* Отрывок *
# # # # #
Петербургский синдром
Петербург, который литературный критик Владимир Вейдле называл «видением» и писал, что он «не штукатурка, не камни», оказался идеальным городом для ностальгических переживаний всех тех, кто бежал от русской революции [Вейдле 1968: 10]. Париж прекрасно подходил для того, чтобы грезить в нем о прозрачном Петербурге, культура которого с самого начала была направлена на приобщение к рациональным западным ценностям, пока новое большевистское правительство не ввергло город в культурную изоляцию, противостоять которой пытался Петр I, превративший город среди финских болот в «окно в Европу». Для большинства эмигрантов возвращение было невозможно, и тогда объектом ностальгии стал литературный двойник Петербурга, заменивший реальный город. В этом контексте приобщение к городскому тексту выполняло некую терапевтическую функцию, соединяя эмигрантов с утраченной традицией, без которой их разобщенная культура не могла обрести целостности. На многочисленных мероприятиях, подобных собранию, организованному обществом «Немедленная помощь» 7 января 1933 года, ностальгия смешивалась с чувством патриотической гордости. Жорж Бурдон, основатель Международной федерации журналистов, открыл вечер, сказав вступительное слово «Старый Петербург». Певица парижской Опера-Комик (Орега-Comique) в костюме времен Екатерины II исполнила арии «Бержеретт» и «Пастурелль» петербургской оперы XVIII века. Мария Крижановская из Московского художественного театра прочла монолог Татьяны из «Евгения Онегина» Пушкина. Образ Петербурга 1780-х годов возник в арии Полины из «Пиковой дамы» Чайковского, 1830-х годов – в арии Ольги из «Онегина». Петербургская опера конца XIX века воочию предстала в арии из «Бориса Годунова» Мусоргского, исполненной на французском языке, а императорский балет – в выступлении Любови Руденко, которая часто участвовала в благотворительных мероприятиях Общества. Елена Бенуа, дочь Александра Бенуа, сотрудничавшего с Дягилевым в организации русских художественных постановок в Париже, создала декорации, используя для оформления эскизы своего отца. Программа завершилась «петербургским балом», на котором публике предлагалось танцевать вальсы и мазурки[55].
# # # # #
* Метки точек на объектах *

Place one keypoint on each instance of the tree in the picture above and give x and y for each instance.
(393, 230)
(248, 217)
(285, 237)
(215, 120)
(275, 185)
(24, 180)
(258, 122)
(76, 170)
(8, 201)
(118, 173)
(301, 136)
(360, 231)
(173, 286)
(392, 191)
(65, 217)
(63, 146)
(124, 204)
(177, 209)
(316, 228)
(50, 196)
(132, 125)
# # # # #
* Задание 1 *
Кто открыл вечер общества «Немедленная помощь» 7 января 1933 года, согласно отрывку о петербургском синдроме?
* Задание 2 *
Перескажите отрывок о петербургском синдроме в двух предложениях.
* Задание 3 *
Напишите, что идет дальше в отрывке о петербургском синдроме после его последнего предложения.

* Ожидаемый ответ 1 *
Жорж Бурдон, основатель Международной федерации журналистов, со вступительным словом «Старый Петербург».

* Ожидаемый ответ 2 *
Для эмигрантов, бежавших от русской революции и лишенных возможности вернуться, объектом ностальгии стал литературный двойник Петербурга, а приобщение к городскому тексту связывало их с утраченной традицией. На вечерах вроде собрания общества «Немедленная помощь» 7 января 1933 года ностальгия смешивалась с патриотической гордостью: звучали арии из опер, читался монолог Татьяны из «Евгения Онегина», был представлен императорский балет, а завершил программу «петербургский бал».

* Ожидаемый ответ 3 *
Странной пустотой звучал золотой век Санкт-Петербурга с его франкоязычным колоритом в культуре русской эмиграции в Париже. На таких мероприятиях Париж XVIII века глазами Петербурга XVIII века возрождался в ностальгической атмосфере русского Парижа 1920-1930-х годов. И казалось, никто не замечал иронии в том, что русские эмигранты, оказавшиеся в блистательных европейских столицах, мечтали о Санкт-Петербурге – о городе, который Петр основал по образу и подобию этих самых столиц.
Пронизанный тревогой, по-достоевски фантасмагорический пласт «Петербургского текста» завораживал эмигрантов в первые годы изгнания. Поэт Антонин Ладинский сравнивал судьбу города «с горькой славой Рима» [Ладинский 1937: 11]. С глубокой печалью смотрела Раиса Блох на мертвый город, в котором «с вершин соборов горят кресты» [Блох 1928:12]. Как писал Иван Лукаш в 1929 году в эмигрантской газете «Возрождение»,
Два века изумительных побед… два века грандиозного творчества, создавшего Пушкина и Петербург, город-образ российского гения во всей его силе, красоте и напряженности, два патетических, творческих века российской нации сметены революцией. <…> Органическое творчество ее народов подменено убийственным, механическим тараном революции. И не светит в нашем отечестве живой день: только все померкло – и Петр, и его Санкт-Петербург [Лукаш 1929].
Воспоминания об уничтоженном городе вызывали у Лукаша чувство вины, он боялся, что брошенный на произвол судьбы Петербург погрузится в небытие, если эмигранты перестанут бережно пестовать его прежний образ.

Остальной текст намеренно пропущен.